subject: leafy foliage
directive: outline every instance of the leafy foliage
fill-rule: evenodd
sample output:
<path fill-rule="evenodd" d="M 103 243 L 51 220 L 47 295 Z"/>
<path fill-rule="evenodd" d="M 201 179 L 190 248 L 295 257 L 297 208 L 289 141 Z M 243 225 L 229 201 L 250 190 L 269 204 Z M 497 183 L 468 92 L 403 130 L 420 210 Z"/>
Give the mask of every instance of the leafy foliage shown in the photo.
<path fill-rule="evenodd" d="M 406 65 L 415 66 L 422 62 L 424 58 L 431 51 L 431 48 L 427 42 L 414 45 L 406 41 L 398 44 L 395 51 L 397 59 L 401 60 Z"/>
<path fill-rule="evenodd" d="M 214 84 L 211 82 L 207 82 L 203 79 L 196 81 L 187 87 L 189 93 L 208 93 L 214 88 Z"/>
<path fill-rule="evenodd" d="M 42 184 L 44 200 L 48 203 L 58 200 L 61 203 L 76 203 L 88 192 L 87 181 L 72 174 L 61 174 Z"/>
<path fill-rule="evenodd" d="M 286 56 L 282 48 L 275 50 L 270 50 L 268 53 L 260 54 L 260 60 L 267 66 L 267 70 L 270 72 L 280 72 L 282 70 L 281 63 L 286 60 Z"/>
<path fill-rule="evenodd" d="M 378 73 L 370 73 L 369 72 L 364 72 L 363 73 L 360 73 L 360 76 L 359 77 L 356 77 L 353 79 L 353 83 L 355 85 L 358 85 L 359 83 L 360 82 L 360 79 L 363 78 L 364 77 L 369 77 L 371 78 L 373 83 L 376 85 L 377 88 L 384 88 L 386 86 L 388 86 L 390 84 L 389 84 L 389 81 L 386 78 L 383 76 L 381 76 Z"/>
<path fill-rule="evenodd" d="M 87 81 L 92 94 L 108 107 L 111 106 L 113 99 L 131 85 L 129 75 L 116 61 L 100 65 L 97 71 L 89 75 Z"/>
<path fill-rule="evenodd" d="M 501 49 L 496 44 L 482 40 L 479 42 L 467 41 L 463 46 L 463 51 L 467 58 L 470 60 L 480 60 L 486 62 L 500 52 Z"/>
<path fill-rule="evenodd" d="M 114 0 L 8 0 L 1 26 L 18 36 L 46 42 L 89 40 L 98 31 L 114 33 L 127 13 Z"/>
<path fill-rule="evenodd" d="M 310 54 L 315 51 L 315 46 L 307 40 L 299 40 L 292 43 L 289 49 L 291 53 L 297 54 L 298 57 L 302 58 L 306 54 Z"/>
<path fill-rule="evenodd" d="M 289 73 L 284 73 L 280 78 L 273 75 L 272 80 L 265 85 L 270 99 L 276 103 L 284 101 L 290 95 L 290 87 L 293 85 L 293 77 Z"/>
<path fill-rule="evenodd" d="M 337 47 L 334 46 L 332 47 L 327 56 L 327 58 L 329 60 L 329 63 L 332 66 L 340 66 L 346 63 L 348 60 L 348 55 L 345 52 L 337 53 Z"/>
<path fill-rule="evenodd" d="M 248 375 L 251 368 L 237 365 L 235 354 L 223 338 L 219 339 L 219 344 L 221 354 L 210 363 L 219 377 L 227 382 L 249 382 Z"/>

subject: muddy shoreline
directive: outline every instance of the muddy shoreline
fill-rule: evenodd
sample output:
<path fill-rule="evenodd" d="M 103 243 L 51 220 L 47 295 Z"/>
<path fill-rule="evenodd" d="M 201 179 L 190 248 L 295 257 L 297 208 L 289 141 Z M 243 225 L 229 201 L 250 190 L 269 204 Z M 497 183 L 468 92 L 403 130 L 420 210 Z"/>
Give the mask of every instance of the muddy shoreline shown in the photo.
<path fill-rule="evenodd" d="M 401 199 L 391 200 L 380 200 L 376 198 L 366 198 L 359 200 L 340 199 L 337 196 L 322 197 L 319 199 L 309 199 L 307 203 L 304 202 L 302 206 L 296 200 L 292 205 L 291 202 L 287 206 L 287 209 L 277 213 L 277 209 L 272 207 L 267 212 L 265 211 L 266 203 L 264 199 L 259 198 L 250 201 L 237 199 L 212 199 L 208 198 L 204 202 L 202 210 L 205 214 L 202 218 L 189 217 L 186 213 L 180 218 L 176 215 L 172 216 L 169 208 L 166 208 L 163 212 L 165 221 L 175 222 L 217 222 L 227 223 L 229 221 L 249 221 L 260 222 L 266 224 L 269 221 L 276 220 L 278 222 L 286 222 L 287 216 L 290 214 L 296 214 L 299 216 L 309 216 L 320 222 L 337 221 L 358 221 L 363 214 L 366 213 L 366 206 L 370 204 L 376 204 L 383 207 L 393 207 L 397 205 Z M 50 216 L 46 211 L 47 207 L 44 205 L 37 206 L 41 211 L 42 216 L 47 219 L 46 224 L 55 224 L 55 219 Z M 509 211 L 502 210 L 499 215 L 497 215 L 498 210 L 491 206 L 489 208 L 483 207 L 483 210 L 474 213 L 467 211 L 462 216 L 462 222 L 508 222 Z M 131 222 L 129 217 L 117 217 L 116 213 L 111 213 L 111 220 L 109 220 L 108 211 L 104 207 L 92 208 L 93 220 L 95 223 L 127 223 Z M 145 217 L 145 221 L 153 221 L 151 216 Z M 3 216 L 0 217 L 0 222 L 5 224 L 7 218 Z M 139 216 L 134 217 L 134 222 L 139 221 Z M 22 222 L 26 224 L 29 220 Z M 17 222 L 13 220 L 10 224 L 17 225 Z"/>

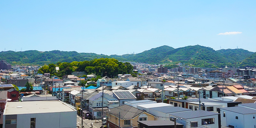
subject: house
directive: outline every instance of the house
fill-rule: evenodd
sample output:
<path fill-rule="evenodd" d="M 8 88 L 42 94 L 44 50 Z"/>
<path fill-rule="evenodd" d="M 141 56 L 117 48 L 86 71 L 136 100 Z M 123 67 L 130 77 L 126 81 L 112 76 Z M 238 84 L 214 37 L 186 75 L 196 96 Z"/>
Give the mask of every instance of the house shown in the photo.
• • • • •
== WRITTEN INSTRUCTION ==
Return the entire listing above verbatim, leaving out the pictures.

== OUTPUT BELOW ==
subject: leafy foliage
directive: outline every instance of the leafy foliage
fill-rule: evenodd
sample output:
<path fill-rule="evenodd" d="M 103 243 L 51 220 L 47 295 Z"/>
<path fill-rule="evenodd" d="M 201 179 L 190 248 L 295 257 L 297 208 L 289 141 Z M 243 225 L 229 201 L 250 190 L 269 204 Z M 497 183 L 468 92 L 403 130 L 420 210 Z"/>
Give the mask of every instance of the leafy foliage shown in the photo.
<path fill-rule="evenodd" d="M 406 65 L 415 66 L 422 62 L 424 58 L 431 51 L 431 48 L 427 42 L 414 45 L 406 41 L 398 44 L 395 51 L 397 59 L 401 60 Z"/>
<path fill-rule="evenodd" d="M 214 84 L 211 82 L 207 82 L 203 79 L 196 81 L 187 87 L 189 93 L 208 93 L 214 88 Z"/>
<path fill-rule="evenodd" d="M 42 184 L 44 200 L 48 203 L 58 200 L 61 203 L 76 203 L 88 192 L 87 181 L 72 174 L 61 174 Z"/>
<path fill-rule="evenodd" d="M 286 56 L 282 48 L 275 50 L 270 50 L 268 53 L 260 54 L 260 60 L 267 66 L 267 70 L 270 72 L 280 72 L 282 70 L 281 63 L 286 60 Z"/>
<path fill-rule="evenodd" d="M 378 73 L 370 73 L 369 72 L 364 72 L 363 73 L 360 73 L 360 76 L 359 77 L 356 77 L 353 79 L 353 83 L 355 85 L 358 85 L 359 83 L 360 82 L 360 79 L 363 78 L 364 77 L 369 77 L 371 78 L 373 83 L 376 85 L 377 88 L 384 88 L 386 86 L 388 86 L 390 84 L 389 84 L 389 81 L 386 78 L 383 76 L 381 76 Z"/>
<path fill-rule="evenodd" d="M 87 81 L 92 94 L 108 107 L 111 106 L 113 99 L 131 85 L 129 75 L 116 61 L 100 65 L 97 71 L 89 75 Z"/>
<path fill-rule="evenodd" d="M 501 49 L 496 44 L 482 40 L 479 42 L 467 41 L 463 46 L 463 51 L 467 58 L 470 60 L 480 60 L 486 62 L 500 52 Z"/>
<path fill-rule="evenodd" d="M 114 0 L 8 0 L 1 26 L 18 36 L 46 42 L 89 40 L 98 31 L 114 33 L 127 13 Z"/>
<path fill-rule="evenodd" d="M 310 54 L 315 51 L 315 46 L 307 40 L 299 40 L 292 43 L 289 49 L 291 53 L 297 54 L 298 57 L 302 58 L 306 54 Z"/>
<path fill-rule="evenodd" d="M 289 73 L 284 73 L 280 78 L 273 75 L 272 80 L 265 85 L 270 99 L 276 103 L 284 101 L 290 95 L 290 87 L 293 85 L 293 77 Z"/>
<path fill-rule="evenodd" d="M 337 47 L 334 46 L 332 47 L 327 56 L 327 58 L 329 60 L 329 63 L 332 66 L 340 66 L 346 63 L 348 60 L 348 55 L 345 52 L 337 53 Z"/>
<path fill-rule="evenodd" d="M 248 375 L 251 368 L 237 365 L 235 354 L 223 338 L 219 339 L 219 344 L 221 354 L 210 363 L 219 377 L 227 382 L 249 382 Z"/>

subject: muddy shoreline
directive: outline every instance of the muddy shoreline
fill-rule: evenodd
sample output:
<path fill-rule="evenodd" d="M 103 243 L 51 220 L 47 295 Z"/>
<path fill-rule="evenodd" d="M 201 179 L 190 248 L 295 257 L 297 208 L 289 141 Z M 243 225 L 229 201 L 250 190 L 269 204 Z M 497 183 L 468 92 L 403 130 L 420 210 Z"/>
Give the mask of every instance of the muddy shoreline shown in the photo.
<path fill-rule="evenodd" d="M 401 199 L 391 200 L 380 200 L 376 198 L 366 198 L 359 200 L 340 199 L 337 196 L 322 197 L 319 199 L 309 199 L 307 203 L 304 202 L 302 206 L 296 200 L 292 205 L 291 202 L 287 206 L 287 209 L 277 213 L 277 209 L 272 207 L 267 212 L 265 211 L 266 203 L 264 199 L 259 198 L 250 201 L 237 199 L 212 199 L 208 198 L 204 202 L 202 210 L 205 214 L 202 218 L 189 217 L 186 213 L 180 218 L 176 215 L 172 216 L 169 208 L 166 208 L 163 212 L 165 221 L 175 222 L 217 222 L 227 223 L 229 221 L 249 221 L 260 222 L 266 224 L 269 221 L 276 220 L 278 222 L 286 222 L 287 216 L 290 214 L 296 214 L 299 216 L 309 216 L 320 222 L 337 221 L 358 221 L 363 214 L 366 213 L 366 206 L 370 204 L 376 204 L 383 207 L 393 207 L 397 205 Z M 50 216 L 46 211 L 47 207 L 44 205 L 37 206 L 41 211 L 42 216 L 47 219 L 46 224 L 55 224 L 55 219 Z M 509 211 L 502 210 L 499 215 L 497 215 L 498 210 L 491 206 L 489 208 L 483 207 L 483 210 L 474 213 L 467 211 L 462 216 L 462 222 L 508 222 Z M 131 222 L 129 217 L 117 217 L 116 213 L 111 213 L 111 220 L 109 220 L 108 211 L 104 207 L 92 208 L 93 220 L 95 223 L 127 223 Z M 145 217 L 145 221 L 153 221 L 151 216 Z M 3 216 L 0 217 L 0 222 L 5 224 L 7 218 Z M 139 216 L 134 217 L 134 222 L 139 221 Z M 22 222 L 26 224 L 29 220 Z M 17 222 L 13 220 L 10 224 L 17 225 Z"/>

subject: house
directive: outline every instance of the house
fill-rule: evenodd
sample output:
<path fill-rule="evenodd" d="M 8 88 L 42 94 L 44 50 Z"/>
<path fill-rule="evenodd" d="M 141 56 L 117 48 L 86 71 L 136 100 Z M 123 67 L 130 77 L 126 81 L 112 76 Z M 238 84 L 214 37 L 186 75 L 196 96 Z"/>
Give the mask of every instance of the house shown in the photo.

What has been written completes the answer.